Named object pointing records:
* * *

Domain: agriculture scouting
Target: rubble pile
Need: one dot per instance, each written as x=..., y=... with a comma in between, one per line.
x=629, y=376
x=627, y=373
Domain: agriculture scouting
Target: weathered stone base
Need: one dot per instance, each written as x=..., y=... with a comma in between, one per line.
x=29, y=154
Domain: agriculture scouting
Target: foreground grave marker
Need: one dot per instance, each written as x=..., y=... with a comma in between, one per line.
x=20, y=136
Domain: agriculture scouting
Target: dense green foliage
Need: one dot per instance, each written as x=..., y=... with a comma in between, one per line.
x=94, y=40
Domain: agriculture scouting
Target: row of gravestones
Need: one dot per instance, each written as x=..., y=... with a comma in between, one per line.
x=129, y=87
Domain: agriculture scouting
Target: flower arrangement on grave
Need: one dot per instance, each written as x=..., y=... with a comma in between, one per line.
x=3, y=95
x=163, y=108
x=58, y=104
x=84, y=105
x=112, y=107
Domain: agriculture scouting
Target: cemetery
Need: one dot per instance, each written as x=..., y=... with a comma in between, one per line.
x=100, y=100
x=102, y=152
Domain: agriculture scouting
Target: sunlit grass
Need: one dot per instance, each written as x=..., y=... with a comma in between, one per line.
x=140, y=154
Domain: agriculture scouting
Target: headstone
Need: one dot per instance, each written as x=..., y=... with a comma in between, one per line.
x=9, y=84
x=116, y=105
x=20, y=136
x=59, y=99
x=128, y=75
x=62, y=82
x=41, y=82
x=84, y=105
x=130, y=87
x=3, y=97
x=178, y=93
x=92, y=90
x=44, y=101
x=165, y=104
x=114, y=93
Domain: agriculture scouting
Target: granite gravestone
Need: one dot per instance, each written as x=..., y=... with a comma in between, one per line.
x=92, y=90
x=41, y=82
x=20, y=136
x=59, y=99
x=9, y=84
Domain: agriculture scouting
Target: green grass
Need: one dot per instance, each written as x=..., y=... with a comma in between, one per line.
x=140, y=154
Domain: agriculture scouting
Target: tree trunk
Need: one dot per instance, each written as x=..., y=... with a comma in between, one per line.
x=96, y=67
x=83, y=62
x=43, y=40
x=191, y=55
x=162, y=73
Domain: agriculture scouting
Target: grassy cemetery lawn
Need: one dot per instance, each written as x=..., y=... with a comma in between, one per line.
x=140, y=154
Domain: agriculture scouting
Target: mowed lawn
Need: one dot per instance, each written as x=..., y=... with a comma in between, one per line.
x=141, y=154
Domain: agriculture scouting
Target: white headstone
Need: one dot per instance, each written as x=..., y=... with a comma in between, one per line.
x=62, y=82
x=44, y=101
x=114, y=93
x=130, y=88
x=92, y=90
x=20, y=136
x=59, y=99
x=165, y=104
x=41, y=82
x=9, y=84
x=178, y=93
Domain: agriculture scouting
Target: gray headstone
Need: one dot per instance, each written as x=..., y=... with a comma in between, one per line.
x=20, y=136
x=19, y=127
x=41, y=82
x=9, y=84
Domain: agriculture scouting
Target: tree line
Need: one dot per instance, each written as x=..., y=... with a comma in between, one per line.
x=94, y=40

* * *

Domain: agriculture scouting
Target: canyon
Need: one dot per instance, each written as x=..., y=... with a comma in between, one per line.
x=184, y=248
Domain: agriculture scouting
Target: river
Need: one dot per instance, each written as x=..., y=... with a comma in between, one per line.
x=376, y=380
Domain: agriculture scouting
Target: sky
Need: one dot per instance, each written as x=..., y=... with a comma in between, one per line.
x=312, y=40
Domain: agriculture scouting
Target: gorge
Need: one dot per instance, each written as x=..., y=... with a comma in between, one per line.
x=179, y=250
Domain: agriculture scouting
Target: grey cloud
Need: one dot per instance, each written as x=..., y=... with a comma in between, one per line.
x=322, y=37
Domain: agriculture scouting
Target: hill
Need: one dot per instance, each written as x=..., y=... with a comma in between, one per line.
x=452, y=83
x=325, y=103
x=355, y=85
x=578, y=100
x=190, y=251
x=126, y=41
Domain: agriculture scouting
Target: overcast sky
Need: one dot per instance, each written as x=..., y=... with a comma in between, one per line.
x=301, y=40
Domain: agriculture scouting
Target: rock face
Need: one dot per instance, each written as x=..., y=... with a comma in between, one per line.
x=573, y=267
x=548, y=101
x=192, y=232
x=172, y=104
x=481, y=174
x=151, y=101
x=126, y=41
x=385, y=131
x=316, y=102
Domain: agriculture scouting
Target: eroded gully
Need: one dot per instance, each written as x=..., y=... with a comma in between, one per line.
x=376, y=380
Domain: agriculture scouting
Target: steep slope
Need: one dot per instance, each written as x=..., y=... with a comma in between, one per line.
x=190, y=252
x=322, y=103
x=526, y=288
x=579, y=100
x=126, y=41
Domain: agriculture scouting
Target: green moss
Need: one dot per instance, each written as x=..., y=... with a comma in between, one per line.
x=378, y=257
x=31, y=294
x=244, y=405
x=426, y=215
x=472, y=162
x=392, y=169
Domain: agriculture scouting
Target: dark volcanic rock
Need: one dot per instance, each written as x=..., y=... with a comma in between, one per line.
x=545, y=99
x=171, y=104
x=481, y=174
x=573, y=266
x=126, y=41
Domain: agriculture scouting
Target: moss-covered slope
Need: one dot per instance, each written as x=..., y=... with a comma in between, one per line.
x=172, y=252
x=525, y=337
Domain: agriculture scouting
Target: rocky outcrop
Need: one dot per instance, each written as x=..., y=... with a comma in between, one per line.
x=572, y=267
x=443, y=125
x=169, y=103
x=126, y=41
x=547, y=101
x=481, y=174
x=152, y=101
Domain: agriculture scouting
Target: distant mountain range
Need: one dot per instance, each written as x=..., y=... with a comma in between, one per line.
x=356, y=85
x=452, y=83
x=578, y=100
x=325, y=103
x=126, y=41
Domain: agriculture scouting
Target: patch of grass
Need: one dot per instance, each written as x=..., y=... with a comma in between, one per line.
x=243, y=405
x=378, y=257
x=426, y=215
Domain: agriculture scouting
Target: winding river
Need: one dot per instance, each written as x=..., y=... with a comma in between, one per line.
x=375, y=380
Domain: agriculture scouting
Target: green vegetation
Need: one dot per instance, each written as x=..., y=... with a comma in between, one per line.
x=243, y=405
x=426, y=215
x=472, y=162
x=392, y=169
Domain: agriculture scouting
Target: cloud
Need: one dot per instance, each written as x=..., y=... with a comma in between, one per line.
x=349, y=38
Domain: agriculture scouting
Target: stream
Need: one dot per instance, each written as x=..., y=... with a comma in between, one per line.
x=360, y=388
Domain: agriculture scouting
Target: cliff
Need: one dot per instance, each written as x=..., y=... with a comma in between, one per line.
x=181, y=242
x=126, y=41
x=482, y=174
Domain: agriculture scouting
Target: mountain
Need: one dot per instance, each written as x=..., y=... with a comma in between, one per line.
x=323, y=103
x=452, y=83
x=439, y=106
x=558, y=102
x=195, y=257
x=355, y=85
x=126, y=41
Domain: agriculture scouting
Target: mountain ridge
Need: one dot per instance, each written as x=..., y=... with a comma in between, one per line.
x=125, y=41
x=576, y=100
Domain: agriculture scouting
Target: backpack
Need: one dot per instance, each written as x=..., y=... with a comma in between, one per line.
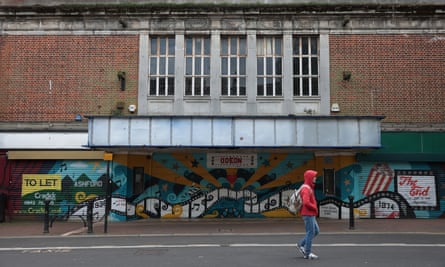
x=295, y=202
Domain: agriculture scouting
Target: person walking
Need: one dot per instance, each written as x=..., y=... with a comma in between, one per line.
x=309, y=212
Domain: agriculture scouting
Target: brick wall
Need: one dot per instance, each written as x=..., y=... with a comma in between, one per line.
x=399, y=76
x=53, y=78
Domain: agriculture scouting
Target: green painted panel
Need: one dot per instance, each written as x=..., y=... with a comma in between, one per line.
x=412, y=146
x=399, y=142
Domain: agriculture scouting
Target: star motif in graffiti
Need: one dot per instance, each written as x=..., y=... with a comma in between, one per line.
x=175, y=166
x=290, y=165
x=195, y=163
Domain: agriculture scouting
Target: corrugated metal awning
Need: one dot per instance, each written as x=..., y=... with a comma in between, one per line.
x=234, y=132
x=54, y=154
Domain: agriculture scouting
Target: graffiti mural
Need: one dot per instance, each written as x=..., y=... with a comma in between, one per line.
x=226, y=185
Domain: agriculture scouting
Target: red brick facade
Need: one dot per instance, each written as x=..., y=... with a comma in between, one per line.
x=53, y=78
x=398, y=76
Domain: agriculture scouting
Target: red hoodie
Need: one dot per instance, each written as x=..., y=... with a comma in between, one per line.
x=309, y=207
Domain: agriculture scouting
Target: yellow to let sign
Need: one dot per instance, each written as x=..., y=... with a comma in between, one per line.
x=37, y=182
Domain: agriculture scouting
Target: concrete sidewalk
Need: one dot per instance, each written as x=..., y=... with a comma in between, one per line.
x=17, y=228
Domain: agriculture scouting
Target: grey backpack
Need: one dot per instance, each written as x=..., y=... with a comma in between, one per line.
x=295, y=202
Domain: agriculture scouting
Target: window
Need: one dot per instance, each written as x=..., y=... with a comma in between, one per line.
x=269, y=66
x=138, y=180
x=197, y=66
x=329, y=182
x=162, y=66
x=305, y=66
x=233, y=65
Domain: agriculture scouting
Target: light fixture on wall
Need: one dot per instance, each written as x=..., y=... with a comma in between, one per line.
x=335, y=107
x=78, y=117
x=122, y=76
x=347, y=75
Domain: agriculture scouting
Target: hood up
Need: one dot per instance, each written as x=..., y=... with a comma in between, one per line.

* * *

Goal:
Report each line of the records above that contains the string "graffiti".

Output of the task:
Target: star motif in graffiti
Target: graffiti mural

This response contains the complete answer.